Stored lines
## Begin

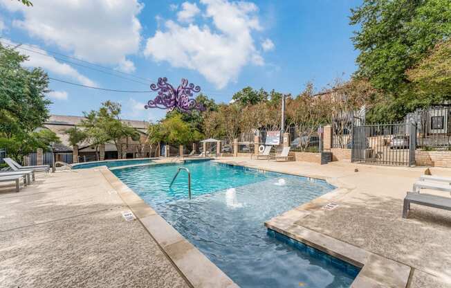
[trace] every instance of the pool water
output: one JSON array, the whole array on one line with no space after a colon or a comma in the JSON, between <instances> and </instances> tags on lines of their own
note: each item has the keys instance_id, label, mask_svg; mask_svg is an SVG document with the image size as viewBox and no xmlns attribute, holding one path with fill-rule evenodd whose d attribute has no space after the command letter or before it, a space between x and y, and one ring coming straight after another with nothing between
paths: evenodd
<instances>
[{"instance_id":1,"label":"pool water","mask_svg":"<svg viewBox=\"0 0 451 288\"><path fill-rule=\"evenodd\" d=\"M191 172L188 199L184 171ZM334 188L322 180L210 161L113 170L242 287L349 287L359 269L264 223Z\"/></svg>"},{"instance_id":2,"label":"pool water","mask_svg":"<svg viewBox=\"0 0 451 288\"><path fill-rule=\"evenodd\" d=\"M107 166L109 168L120 166L125 166L127 165L137 165L145 164L151 163L149 159L137 159L137 160L116 160L108 161L95 161L92 163L86 163L82 164L77 164L72 167L72 169L86 169L93 168L94 167Z\"/></svg>"}]
</instances>

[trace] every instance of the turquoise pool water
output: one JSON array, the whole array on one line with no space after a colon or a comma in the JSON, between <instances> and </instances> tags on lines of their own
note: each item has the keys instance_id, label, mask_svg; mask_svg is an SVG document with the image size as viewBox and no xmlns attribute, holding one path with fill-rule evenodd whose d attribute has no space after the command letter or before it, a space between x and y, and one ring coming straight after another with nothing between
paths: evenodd
<instances>
[{"instance_id":1,"label":"turquoise pool water","mask_svg":"<svg viewBox=\"0 0 451 288\"><path fill-rule=\"evenodd\" d=\"M188 199L190 169L192 199ZM113 172L242 287L349 287L359 269L268 231L265 221L334 188L210 161Z\"/></svg>"},{"instance_id":2,"label":"turquoise pool water","mask_svg":"<svg viewBox=\"0 0 451 288\"><path fill-rule=\"evenodd\" d=\"M95 161L92 163L86 163L82 164L77 164L72 167L72 169L86 169L93 168L94 167L107 166L109 168L120 166L125 166L127 165L136 165L136 164L145 164L151 163L149 159L136 159L136 160L115 160L109 161Z\"/></svg>"}]
</instances>

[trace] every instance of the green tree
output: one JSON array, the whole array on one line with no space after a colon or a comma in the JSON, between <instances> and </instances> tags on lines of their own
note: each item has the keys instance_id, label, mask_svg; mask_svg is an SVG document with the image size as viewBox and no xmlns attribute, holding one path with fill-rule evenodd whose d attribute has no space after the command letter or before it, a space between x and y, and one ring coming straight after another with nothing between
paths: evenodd
<instances>
[{"instance_id":1,"label":"green tree","mask_svg":"<svg viewBox=\"0 0 451 288\"><path fill-rule=\"evenodd\" d=\"M351 24L360 27L352 37L360 51L356 75L385 94L375 111L387 120L399 120L425 103L416 100L406 71L451 36L451 1L365 0L351 14Z\"/></svg>"},{"instance_id":2,"label":"green tree","mask_svg":"<svg viewBox=\"0 0 451 288\"><path fill-rule=\"evenodd\" d=\"M68 135L68 141L72 146L80 145L82 142L86 140L87 137L84 131L80 128L77 129L76 127L68 129L66 130L65 133Z\"/></svg>"},{"instance_id":3,"label":"green tree","mask_svg":"<svg viewBox=\"0 0 451 288\"><path fill-rule=\"evenodd\" d=\"M232 99L236 102L246 105L254 105L262 101L268 100L268 92L264 91L263 88L260 90L254 90L252 87L247 87L241 91L235 93Z\"/></svg>"}]
</instances>

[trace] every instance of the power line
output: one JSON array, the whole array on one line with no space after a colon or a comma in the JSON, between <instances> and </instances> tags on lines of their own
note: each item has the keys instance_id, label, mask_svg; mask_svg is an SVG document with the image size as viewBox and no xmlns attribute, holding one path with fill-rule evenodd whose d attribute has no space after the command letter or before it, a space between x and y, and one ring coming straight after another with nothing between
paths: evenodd
<instances>
[{"instance_id":1,"label":"power line","mask_svg":"<svg viewBox=\"0 0 451 288\"><path fill-rule=\"evenodd\" d=\"M110 91L110 92L122 92L122 93L153 93L153 92L154 92L153 91L130 91L130 90L110 89L107 89L107 88L100 88L100 87L95 87L93 86L83 85L82 84L77 84L77 83L74 83L74 82L69 82L69 81L62 80L61 79L56 79L56 78L51 78L51 77L49 77L48 79L50 79L50 80L52 80L53 81L57 81L57 82L61 82L66 83L66 84L69 84L71 85L78 86L78 87L80 87L90 88L91 89L108 91Z\"/></svg>"}]
</instances>

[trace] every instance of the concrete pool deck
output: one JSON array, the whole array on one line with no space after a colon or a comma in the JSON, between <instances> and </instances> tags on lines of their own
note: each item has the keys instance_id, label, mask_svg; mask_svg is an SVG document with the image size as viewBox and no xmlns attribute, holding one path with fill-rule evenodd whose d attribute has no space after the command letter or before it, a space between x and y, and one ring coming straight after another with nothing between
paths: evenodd
<instances>
[{"instance_id":1,"label":"concrete pool deck","mask_svg":"<svg viewBox=\"0 0 451 288\"><path fill-rule=\"evenodd\" d=\"M286 223L408 267L409 287L451 285L451 271L448 269L451 267L451 213L412 205L409 219L401 217L402 199L425 168L341 162L320 165L251 161L247 157L218 161L326 179L342 188L341 192L297 208L300 212L297 215L285 214ZM355 168L359 172L355 172ZM182 246L172 240L172 243L162 245L158 233L164 229L157 225L146 228L159 217L151 211L142 215L135 213L138 218L142 216L140 221L125 221L121 212L130 209L139 199L133 199L132 195L125 197L121 194L124 187L115 186L122 182L109 179L104 171L78 170L39 174L36 183L19 193L12 192L10 186L0 186L2 285L201 286L195 280L187 279L174 264L192 268L196 267L195 262L178 263L178 260L168 256L172 251L178 253L176 251L178 248L185 249L189 243L183 242ZM451 170L432 171L451 175ZM329 202L339 206L331 210L322 209ZM399 287L394 284L378 287Z\"/></svg>"}]
</instances>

## End

Express all of the lines above as a two-column CSV with the headers input and output. Give one row for each line and its answer, put each value in a single quoted field with line breaks turned into spaces, and leave the pictures out.

input,output
"[trace] every instance of the pool water output: one JSON array, the whole array on one line with no space after a colon or a comma in the JSON, between <instances> and </instances> tags on lines of their own note: each item has the keys instance_id, label, mask_svg; mask_svg is an SVG document with the image size as viewBox and no xmlns attribute, holding one path with fill-rule evenodd whose d attribute has no space after the command letter or before it, a space between x and y, and one ring coming straight after another with nothing between paths: evenodd","<instances> [{""instance_id"":1,""label"":""pool water"",""mask_svg"":""<svg viewBox=\""0 0 451 288\""><path fill-rule=\""evenodd\"" d=\""M191 172L188 199L184 171ZM334 188L322 180L210 161L113 170L242 287L349 287L359 269L264 223Z\""/></svg>""},{""instance_id"":2,""label"":""pool water"",""mask_svg"":""<svg viewBox=\""0 0 451 288\""><path fill-rule=\""evenodd\"" d=\""M107 166L109 168L120 166L125 166L127 165L137 165L145 164L151 163L149 159L137 159L137 160L116 160L108 161L95 161L92 163L86 163L82 164L77 164L72 167L72 169L86 169L93 168L94 167Z\""/></svg>""}] </instances>"
"[trace] every instance of the turquoise pool water output: one JSON array, the whole array on one line with no space after a colon or a comma in the JSON, between <instances> and </instances> tags on lines of their own note: each item has the keys instance_id, label, mask_svg; mask_svg is an SVG document with the image size as viewBox and no xmlns attribute, holding one path with fill-rule evenodd whose d attribute has no space after the command letter or before it, a space between x and y, and one ring coming straight after another with nothing between paths: evenodd","<instances> [{""instance_id"":1,""label"":""turquoise pool water"",""mask_svg"":""<svg viewBox=\""0 0 451 288\""><path fill-rule=\""evenodd\"" d=\""M188 199L190 169L192 199ZM113 172L242 287L349 287L359 269L268 231L265 221L334 188L210 161Z\""/></svg>""},{""instance_id"":2,""label"":""turquoise pool water"",""mask_svg"":""<svg viewBox=\""0 0 451 288\""><path fill-rule=\""evenodd\"" d=\""M95 161L92 163L86 163L82 164L77 164L72 167L72 169L86 169L93 168L94 167L107 166L109 168L120 166L125 166L127 165L136 165L136 164L145 164L151 163L149 159L136 159L136 160L115 160L109 161Z\""/></svg>""}] </instances>"
"[trace] every instance of the green tree output: one JSON array, the whole array on one line with no space after a colon or a comma in the JSON, between <instances> and </instances> tags on lines of their own note: each item has the keys instance_id, label, mask_svg; mask_svg is an SVG document with the image size as viewBox and no xmlns attribute, holding one path with fill-rule evenodd whose d attribute has no space after the command letter or before it, a space between x and y, and one ring coming straight after another with nothing between paths: evenodd","<instances> [{""instance_id"":1,""label"":""green tree"",""mask_svg"":""<svg viewBox=\""0 0 451 288\""><path fill-rule=\""evenodd\"" d=\""M351 24L360 27L352 37L360 51L356 75L385 94L375 111L387 120L399 120L425 103L416 100L406 71L451 36L451 1L365 0L351 14Z\""/></svg>""},{""instance_id"":2,""label"":""green tree"",""mask_svg"":""<svg viewBox=\""0 0 451 288\""><path fill-rule=\""evenodd\"" d=\""M68 135L68 141L72 146L80 145L82 142L86 140L87 137L84 131L80 128L77 129L76 127L68 129L66 130L65 133Z\""/></svg>""},{""instance_id"":3,""label"":""green tree"",""mask_svg"":""<svg viewBox=\""0 0 451 288\""><path fill-rule=\""evenodd\"" d=\""M232 99L236 102L246 105L254 105L262 101L268 100L268 92L264 91L263 88L260 90L254 90L252 87L247 87L241 91L235 93Z\""/></svg>""}] </instances>"
"[trace] every instance of the power line output: one JSON array, the whole array on one line with no space after a colon or a comma in the JSON, between <instances> and </instances> tags on lines of their own note: each item has the keys instance_id, label, mask_svg; mask_svg is an SVG document with the image size as viewBox and no xmlns attribute, holding one path with fill-rule evenodd whose d attribute has no space after the command letter or before it, a space between x and y, and one ring coming straight after another with nothing between paths: evenodd","<instances> [{""instance_id"":1,""label"":""power line"",""mask_svg"":""<svg viewBox=\""0 0 451 288\""><path fill-rule=\""evenodd\"" d=\""M110 91L110 92L122 92L122 93L153 93L153 92L154 92L153 91L130 91L130 90L110 89L107 89L107 88L100 88L100 87L95 87L93 86L83 85L82 84L77 84L77 83L74 83L74 82L69 82L69 81L62 80L61 79L56 79L56 78L51 78L51 77L49 77L48 79L50 79L50 80L52 80L53 81L57 81L57 82L61 82L66 83L66 84L69 84L71 85L78 86L78 87L80 87L90 88L91 89L108 91Z\""/></svg>""}] </instances>"
"[trace] every instance of the concrete pool deck output: one JSON array, the whole array on one line with no space after a colon or a comma in the JSON, between <instances> and </instances> tags on lines of their own note: each item has the keys instance_id, label, mask_svg; mask_svg is an SVG document with the image size as viewBox and no xmlns attribute, holding one path with fill-rule evenodd whose d attribute has no space after the command letter or before it, a space between x and y, and one ring coming straight after another with nothing between paths: evenodd","<instances> [{""instance_id"":1,""label"":""concrete pool deck"",""mask_svg"":""<svg viewBox=\""0 0 451 288\""><path fill-rule=\""evenodd\"" d=\""M286 223L408 267L409 287L451 285L451 271L448 269L451 267L451 213L412 205L409 219L401 217L402 199L425 168L341 162L320 165L251 161L247 157L218 161L326 179L342 188L341 192L297 208L300 212L297 215L285 214ZM355 168L359 172L355 172ZM182 246L172 240L172 243L162 245L158 233L164 229L157 225L146 228L159 217L151 211L142 215L135 213L138 218L142 216L140 221L125 221L121 212L130 209L139 199L133 199L132 195L125 197L121 194L124 187L115 186L122 182L109 179L104 171L78 170L39 174L36 183L19 193L12 192L10 186L0 186L2 285L201 286L195 280L187 279L174 264L192 268L196 267L195 262L178 263L178 260L168 256L172 251L178 253L176 251L178 248L185 249L189 243L183 242ZM451 170L432 171L451 175ZM329 202L339 206L331 210L322 209ZM399 287L394 284L378 287Z\""/></svg>""}] </instances>"